• _TASK DESCRIPTION_:
Filter the rows below and copy out every line that contains the string "bowl". Letter case counts.

• _INPUT ROWS_:
====================

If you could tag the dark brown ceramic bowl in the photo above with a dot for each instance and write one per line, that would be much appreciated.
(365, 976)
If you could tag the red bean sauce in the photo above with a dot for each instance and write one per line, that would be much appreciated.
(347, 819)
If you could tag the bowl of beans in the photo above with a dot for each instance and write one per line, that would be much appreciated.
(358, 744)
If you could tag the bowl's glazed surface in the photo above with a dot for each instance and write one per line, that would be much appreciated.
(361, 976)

====================

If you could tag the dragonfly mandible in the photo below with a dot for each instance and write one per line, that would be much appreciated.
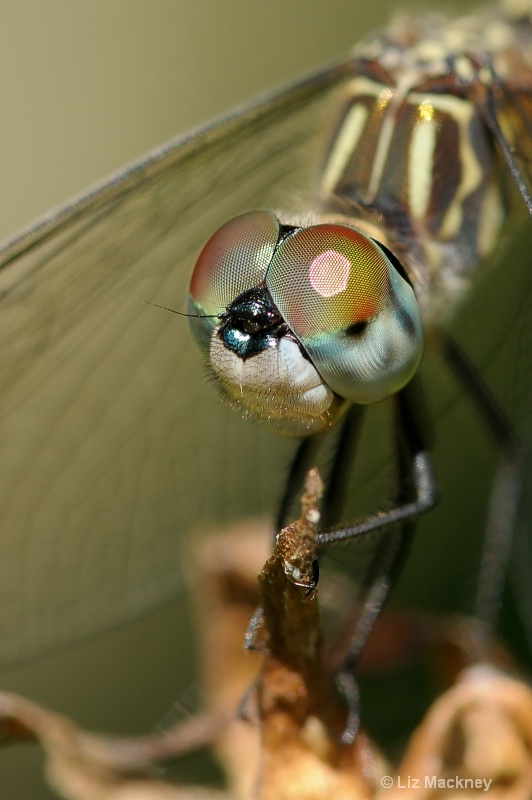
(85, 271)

====================

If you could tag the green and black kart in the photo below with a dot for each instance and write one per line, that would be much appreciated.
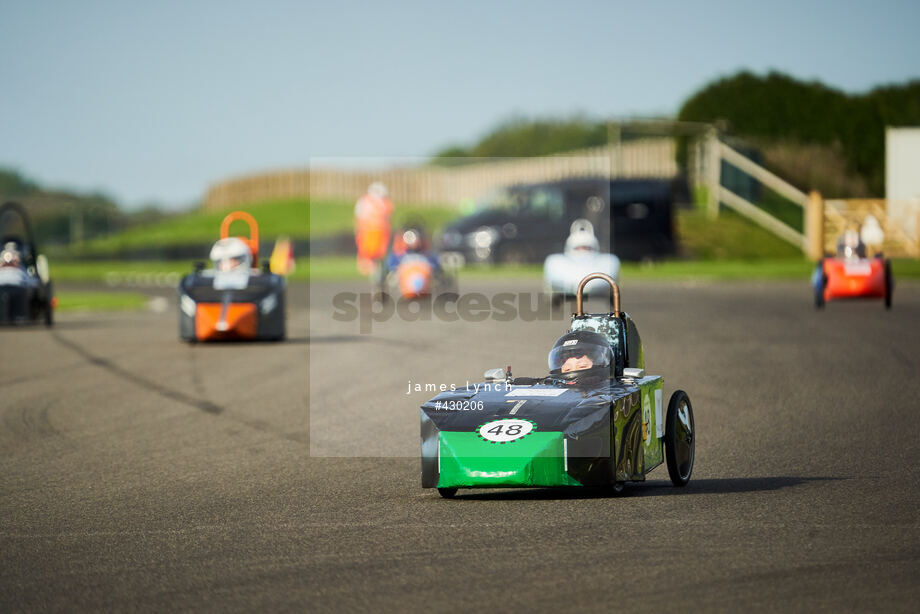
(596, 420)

====================

• _TASK SOLUTION_:
If you could tag the dark brown ceramic bowl in the photo above with a dot for each instance and write one per line, that would be much appreciated.
If you could tag the bowl of beans in the photo above with a dot for each instance and write one per line, that would be much appreciated.
If you could tag the bowl's glazed surface in the photo above with a dot for each instance and write one per line, that would be much appreciated.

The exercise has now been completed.